__TASK STATEMENT__. Print the listing below again, exactly. Skip the pictures.

▬▬▬▬▬▬

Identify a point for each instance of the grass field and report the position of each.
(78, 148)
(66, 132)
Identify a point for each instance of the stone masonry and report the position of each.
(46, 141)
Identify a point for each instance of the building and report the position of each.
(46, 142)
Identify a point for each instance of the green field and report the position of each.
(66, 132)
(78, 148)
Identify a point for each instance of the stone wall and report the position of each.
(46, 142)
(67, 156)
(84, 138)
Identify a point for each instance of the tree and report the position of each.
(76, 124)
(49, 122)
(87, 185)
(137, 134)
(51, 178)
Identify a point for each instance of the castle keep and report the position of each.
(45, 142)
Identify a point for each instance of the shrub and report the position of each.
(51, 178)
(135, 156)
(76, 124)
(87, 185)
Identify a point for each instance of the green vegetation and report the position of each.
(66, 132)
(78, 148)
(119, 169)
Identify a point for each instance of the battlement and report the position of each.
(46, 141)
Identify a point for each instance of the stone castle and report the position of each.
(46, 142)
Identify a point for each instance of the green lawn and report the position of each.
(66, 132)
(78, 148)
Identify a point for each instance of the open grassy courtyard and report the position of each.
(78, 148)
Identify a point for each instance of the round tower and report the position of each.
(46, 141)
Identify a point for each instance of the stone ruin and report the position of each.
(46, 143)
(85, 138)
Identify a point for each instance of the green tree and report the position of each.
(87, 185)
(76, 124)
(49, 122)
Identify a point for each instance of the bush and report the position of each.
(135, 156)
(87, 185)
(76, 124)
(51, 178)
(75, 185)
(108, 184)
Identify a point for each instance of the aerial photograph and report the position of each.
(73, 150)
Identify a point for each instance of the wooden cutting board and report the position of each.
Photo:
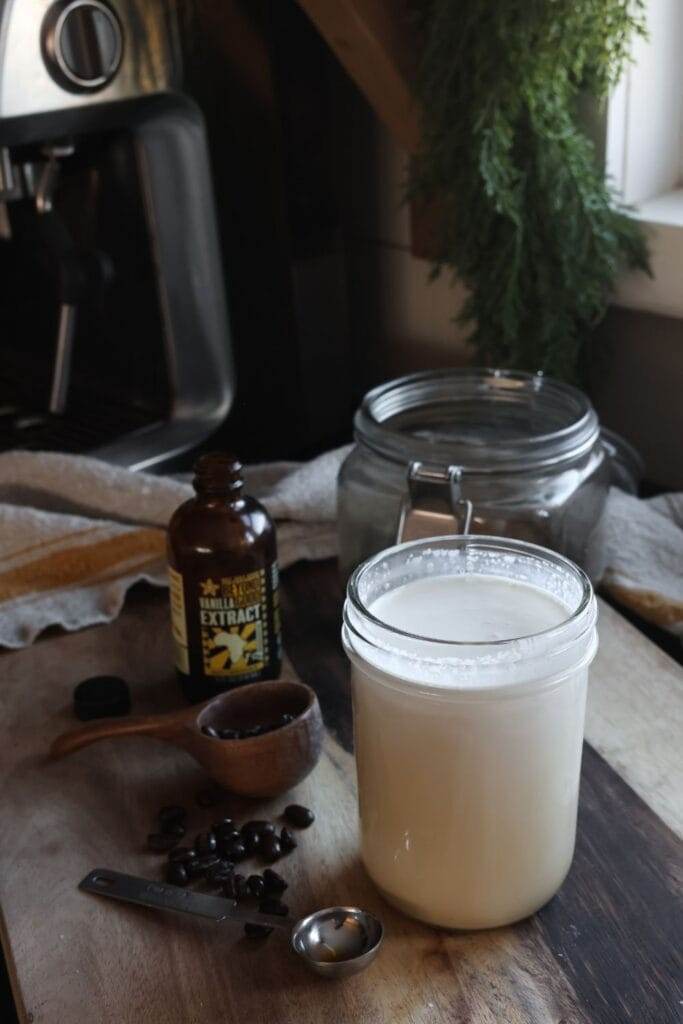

▬▬▬▬▬▬

__RESULT OF THE TASK__.
Identify a point for each instance of the grass field and report the position of each.
(78, 148)
(66, 132)
Identify a point for each instance of the stone masonry and report the position of each.
(46, 141)
Identify a point for each instance of the building and report the position of each.
(46, 142)
Identify a point for each instance of the green field and report the position of each.
(66, 132)
(78, 148)
Identify a point for each instance of the stone wall and report the position of each.
(46, 142)
(67, 156)
(84, 138)
Identify a point for each instance of the tree and report the position of each.
(76, 124)
(49, 122)
(87, 185)
(137, 134)
(51, 178)
Identify a point for each instance of the castle keep and report the position of each.
(45, 142)
Identify a point for each instance of the shrub and report the position of each.
(51, 178)
(135, 156)
(76, 124)
(87, 185)
Identify a point for each instance of the green vegetation and report the position of each.
(66, 132)
(78, 148)
(119, 169)
Identify a point for each instance of the battlement and report the position of each.
(46, 141)
Identify a point for each instance of the stone castle and report the position of each.
(46, 142)
Identify a point for each instance of the green lawn and report the position of each.
(66, 132)
(78, 148)
Identify a point for each instance of the open grassy courtyard and report the position of each.
(78, 148)
Identify a point for each instance of the round tower and report the position of each.
(46, 141)
Identify a point for each instance of the stone ruin and report the position of each.
(46, 143)
(85, 138)
Identify a point for each instance of the green tree and report the position of each.
(87, 185)
(76, 124)
(49, 122)
Identify a point for each instance of the bush and report the position of each.
(135, 156)
(87, 185)
(76, 124)
(51, 178)
(75, 185)
(108, 184)
Identify a point for each instance of the aerial photograph and report the position of each.
(73, 150)
Identify a point for each instance of the wooden cutting board and report the position of each.
Photo:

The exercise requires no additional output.